What is required –
Copy word for word the passage of the Day 17 Santiago de Compostela post below that opens with the words containing "Day 17 - We're" and closes with "we made it!".

Page –

----------

Day 17 - We're in Santiago de Compostela
/In the morning, we retraced our steps from Casa de Cruceiro back to the Camino and walked the last few miles of the Camino Portugues to Santiago de Compostela. We ascended a hill along the highway, wended our way through a wooded park, and finally caught a view of misty Santiago in the distance.
Santiago in the distance
We followed the last of the yellow arrows and scallop shell markers to the Cathedral, then threaded our way through crowds of pilgrims who had plopped down on the ground in the immense Plaza del Obradoiro facing the Cathedral.
We had arrived at the traditional endpoint of the Camino de Santiago. Tired, a bit worse for the wear, still snuffling from our colds, but we made it!
Traditionally, pilgrims would burn their clothes at the end of the pilgrimage, a symbol of purification and rebirth. It’s not permitted any more. Although some pilgrims still maintain the tradition, we did not. Since these were the only clothes we had with us, we thought it prudent to keep them on, but quite honestly, I was so sick of the same pants, tees and underwear I’d been wearing and rinsing out for the entire Camino, I was tempted to follow tradition. I can always burn them when I get home!
As recommended, we made our way from the Cathedral to the Pilgrim’s Office, an unassuming building about 1/2 mile from the Cathedral. David will explain the process of getting our Compostelas, but it was definitely not what we expected. We were in and out in 15 minutes, Compostelas safely stored in a convenient cardboard tube.

----------

Record set –
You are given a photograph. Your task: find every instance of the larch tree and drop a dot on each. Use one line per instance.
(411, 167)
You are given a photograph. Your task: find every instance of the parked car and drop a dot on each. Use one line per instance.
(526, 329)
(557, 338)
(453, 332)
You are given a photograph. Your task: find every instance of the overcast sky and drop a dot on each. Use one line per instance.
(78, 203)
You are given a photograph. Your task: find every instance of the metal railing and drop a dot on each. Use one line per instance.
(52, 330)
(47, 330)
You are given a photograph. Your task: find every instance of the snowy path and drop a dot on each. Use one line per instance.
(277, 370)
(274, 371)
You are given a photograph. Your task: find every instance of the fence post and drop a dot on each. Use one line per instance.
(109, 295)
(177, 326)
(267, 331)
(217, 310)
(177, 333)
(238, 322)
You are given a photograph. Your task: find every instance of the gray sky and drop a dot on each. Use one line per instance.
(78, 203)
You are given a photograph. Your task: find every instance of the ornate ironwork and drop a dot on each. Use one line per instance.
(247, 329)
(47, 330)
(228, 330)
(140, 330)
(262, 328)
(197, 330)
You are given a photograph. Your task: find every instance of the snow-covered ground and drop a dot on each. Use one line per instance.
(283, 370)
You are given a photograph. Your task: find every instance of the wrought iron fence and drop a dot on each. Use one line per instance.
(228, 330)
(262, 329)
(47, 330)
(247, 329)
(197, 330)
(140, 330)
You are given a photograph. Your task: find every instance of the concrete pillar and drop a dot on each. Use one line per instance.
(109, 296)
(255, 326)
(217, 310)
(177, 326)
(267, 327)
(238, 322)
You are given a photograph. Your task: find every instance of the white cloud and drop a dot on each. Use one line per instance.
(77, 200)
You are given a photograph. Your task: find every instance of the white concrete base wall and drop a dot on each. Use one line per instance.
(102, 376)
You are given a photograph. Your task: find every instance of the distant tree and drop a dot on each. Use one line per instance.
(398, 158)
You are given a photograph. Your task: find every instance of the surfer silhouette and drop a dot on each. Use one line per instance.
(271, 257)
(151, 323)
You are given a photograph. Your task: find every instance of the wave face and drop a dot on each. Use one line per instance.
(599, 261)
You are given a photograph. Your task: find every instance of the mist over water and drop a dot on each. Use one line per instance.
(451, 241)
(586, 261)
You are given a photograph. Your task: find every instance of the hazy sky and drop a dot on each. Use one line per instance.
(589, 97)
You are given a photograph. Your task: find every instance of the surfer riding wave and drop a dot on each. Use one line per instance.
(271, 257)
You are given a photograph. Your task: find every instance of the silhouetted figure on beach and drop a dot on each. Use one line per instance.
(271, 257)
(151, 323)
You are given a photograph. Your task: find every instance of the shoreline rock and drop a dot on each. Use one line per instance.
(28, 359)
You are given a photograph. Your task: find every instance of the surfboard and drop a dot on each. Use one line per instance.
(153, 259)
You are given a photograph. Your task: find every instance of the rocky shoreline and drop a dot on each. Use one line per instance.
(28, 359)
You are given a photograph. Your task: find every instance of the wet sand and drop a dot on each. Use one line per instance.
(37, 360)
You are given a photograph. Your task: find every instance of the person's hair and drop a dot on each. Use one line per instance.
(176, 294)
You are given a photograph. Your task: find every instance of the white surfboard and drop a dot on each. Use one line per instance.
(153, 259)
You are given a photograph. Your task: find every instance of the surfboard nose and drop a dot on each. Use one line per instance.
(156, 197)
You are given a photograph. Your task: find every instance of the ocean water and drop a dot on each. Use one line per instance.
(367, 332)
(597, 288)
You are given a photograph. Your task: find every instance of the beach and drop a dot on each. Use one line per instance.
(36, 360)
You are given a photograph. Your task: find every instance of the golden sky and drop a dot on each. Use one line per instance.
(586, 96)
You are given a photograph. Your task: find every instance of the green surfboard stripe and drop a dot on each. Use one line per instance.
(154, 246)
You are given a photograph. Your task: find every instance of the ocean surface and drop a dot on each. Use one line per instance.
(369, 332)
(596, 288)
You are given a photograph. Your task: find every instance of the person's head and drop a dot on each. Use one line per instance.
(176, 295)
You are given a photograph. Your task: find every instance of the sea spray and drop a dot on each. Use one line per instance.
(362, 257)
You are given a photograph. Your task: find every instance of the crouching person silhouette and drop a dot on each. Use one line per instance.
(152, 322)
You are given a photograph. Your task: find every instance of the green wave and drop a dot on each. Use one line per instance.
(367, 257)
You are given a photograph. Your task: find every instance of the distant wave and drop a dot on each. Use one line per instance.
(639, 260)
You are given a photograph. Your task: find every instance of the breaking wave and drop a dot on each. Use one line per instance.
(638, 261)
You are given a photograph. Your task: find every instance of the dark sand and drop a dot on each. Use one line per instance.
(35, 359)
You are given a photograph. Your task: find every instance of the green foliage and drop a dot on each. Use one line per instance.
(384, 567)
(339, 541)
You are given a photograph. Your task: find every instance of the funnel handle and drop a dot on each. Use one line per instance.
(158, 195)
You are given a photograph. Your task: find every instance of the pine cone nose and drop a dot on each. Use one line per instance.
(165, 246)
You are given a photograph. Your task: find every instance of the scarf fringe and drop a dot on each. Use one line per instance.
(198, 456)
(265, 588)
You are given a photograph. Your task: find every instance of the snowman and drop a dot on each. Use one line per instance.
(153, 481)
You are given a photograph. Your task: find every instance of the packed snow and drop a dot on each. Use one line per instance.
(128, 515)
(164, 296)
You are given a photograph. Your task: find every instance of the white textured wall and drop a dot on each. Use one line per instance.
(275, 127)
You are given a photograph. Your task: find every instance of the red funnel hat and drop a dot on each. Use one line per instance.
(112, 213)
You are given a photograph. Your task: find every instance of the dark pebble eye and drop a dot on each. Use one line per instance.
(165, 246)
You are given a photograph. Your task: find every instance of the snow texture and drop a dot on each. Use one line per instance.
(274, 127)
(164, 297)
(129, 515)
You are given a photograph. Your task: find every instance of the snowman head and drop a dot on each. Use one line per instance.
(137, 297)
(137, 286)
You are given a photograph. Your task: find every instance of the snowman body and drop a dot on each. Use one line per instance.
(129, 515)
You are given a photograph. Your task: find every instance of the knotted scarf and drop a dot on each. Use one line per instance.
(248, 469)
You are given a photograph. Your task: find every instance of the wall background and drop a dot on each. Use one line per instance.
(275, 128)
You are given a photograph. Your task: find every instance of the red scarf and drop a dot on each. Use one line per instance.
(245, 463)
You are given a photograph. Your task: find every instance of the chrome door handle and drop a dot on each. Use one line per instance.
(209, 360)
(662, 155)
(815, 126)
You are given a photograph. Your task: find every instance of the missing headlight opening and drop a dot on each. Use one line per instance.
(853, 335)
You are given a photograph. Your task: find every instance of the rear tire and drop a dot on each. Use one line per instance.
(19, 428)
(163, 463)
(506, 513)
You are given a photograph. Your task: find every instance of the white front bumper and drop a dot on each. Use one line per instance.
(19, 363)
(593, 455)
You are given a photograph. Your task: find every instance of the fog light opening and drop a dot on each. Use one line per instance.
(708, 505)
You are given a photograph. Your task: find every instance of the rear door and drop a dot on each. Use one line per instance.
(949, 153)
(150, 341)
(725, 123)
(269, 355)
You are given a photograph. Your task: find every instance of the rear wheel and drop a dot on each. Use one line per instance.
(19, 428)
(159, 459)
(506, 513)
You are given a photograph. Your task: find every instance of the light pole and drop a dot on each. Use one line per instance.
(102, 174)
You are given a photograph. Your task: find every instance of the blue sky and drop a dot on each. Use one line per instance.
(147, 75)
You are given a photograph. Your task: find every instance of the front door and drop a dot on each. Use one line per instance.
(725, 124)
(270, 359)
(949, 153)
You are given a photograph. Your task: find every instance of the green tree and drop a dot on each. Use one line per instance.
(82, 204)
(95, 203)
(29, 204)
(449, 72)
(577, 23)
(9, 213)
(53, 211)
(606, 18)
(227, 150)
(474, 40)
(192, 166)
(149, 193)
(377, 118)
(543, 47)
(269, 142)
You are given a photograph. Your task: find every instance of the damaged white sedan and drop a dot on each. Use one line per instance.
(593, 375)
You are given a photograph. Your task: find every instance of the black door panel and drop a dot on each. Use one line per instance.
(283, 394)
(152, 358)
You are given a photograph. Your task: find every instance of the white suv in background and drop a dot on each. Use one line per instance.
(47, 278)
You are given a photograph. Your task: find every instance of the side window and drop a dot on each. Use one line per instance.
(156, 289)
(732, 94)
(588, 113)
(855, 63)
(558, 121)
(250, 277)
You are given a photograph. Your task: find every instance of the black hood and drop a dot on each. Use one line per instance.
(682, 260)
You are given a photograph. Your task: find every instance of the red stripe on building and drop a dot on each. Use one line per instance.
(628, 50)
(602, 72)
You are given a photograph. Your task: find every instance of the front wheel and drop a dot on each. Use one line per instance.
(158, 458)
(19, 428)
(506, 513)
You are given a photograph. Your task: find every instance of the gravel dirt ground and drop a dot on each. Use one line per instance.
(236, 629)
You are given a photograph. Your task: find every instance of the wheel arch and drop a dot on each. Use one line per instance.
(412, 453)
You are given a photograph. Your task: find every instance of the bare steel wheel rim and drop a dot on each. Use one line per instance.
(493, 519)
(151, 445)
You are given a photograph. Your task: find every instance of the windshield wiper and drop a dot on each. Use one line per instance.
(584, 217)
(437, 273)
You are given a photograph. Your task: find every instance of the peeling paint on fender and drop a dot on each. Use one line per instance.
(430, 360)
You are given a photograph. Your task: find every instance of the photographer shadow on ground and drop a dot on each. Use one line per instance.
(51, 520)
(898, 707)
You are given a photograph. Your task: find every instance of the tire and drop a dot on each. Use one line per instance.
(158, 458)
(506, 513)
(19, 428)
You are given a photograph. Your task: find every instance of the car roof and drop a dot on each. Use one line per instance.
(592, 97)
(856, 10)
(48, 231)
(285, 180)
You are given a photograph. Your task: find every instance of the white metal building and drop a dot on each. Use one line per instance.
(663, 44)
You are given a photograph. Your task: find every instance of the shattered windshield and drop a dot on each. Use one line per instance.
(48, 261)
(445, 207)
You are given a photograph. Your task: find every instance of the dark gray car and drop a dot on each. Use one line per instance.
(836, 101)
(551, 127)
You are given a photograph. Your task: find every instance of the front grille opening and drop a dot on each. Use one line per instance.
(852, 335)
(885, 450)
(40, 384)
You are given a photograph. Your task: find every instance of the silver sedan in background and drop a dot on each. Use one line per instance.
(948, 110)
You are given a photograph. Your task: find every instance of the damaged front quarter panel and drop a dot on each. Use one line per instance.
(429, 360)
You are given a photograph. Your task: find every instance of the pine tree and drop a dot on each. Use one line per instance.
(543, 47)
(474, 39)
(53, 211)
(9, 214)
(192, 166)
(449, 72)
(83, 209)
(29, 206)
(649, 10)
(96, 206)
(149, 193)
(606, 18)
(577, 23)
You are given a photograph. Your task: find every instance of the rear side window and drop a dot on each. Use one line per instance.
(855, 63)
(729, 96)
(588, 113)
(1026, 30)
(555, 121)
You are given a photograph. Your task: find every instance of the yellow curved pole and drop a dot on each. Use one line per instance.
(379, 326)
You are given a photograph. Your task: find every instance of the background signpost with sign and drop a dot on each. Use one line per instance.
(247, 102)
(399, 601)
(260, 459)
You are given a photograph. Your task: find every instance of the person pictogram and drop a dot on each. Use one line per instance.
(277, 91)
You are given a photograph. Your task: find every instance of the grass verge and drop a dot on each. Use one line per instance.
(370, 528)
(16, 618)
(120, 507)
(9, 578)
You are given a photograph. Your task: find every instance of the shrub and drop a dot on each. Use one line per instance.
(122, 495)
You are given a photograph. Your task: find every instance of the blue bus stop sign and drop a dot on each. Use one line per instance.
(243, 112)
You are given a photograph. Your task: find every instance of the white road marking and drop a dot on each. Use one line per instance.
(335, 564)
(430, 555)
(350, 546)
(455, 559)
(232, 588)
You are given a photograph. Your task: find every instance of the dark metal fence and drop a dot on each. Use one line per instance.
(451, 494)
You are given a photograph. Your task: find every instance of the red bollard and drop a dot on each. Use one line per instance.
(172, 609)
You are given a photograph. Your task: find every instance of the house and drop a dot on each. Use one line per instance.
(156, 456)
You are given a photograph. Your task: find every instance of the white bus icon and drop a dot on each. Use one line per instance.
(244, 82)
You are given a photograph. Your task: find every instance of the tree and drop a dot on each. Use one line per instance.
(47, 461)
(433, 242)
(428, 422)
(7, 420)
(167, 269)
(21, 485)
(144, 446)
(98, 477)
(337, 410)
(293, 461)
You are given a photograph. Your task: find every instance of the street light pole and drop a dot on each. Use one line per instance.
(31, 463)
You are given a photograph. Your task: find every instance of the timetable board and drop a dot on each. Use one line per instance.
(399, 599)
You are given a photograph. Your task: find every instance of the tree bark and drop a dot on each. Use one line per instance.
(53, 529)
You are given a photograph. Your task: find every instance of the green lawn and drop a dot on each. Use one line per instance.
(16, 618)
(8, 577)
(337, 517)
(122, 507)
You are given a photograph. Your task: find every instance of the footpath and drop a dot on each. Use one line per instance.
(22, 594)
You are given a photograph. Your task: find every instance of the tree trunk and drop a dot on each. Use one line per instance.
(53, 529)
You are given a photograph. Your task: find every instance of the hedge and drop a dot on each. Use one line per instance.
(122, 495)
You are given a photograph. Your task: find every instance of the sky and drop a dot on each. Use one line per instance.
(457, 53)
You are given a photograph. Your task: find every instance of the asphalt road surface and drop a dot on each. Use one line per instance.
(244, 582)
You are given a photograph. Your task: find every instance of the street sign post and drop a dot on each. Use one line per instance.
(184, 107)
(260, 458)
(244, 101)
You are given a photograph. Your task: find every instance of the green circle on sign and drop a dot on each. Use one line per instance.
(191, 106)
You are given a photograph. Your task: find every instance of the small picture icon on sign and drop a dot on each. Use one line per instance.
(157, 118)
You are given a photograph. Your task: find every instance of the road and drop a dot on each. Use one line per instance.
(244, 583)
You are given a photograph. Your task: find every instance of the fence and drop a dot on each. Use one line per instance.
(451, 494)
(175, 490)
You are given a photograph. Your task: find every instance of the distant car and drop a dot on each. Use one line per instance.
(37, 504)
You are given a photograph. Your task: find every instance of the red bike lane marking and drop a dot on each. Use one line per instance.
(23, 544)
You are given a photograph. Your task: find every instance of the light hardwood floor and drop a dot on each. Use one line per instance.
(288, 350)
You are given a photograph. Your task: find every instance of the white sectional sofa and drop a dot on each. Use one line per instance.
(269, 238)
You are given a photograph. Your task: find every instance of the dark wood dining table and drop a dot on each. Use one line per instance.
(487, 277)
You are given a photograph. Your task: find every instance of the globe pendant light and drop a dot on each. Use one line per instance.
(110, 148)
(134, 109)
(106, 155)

----------

Answer to the problem –
Day 17 - We're in Santiago de Compostela
/In the morning, we retraced our steps from Casa de Cruceiro back to the Camino and walked the last few miles of the Camino Portugues to Santiago de Compostela. We ascended a hill along the highway, wended our way through a wooded park, and finally caught a view of misty Santiago in the distance.
Santiago in the distance
We followed the last of the yellow arrows and scallop shell markers to the Cathedral, then threaded our way through crowds of pilgrims who had plopped down on the ground in the immense Plaza del Obradoiro facing the Cathedral.
We had arrived at the traditional endpoint of the Camino de Santiago. Tired, a bit worse for the wear, still snuffling from our colds, but we made it!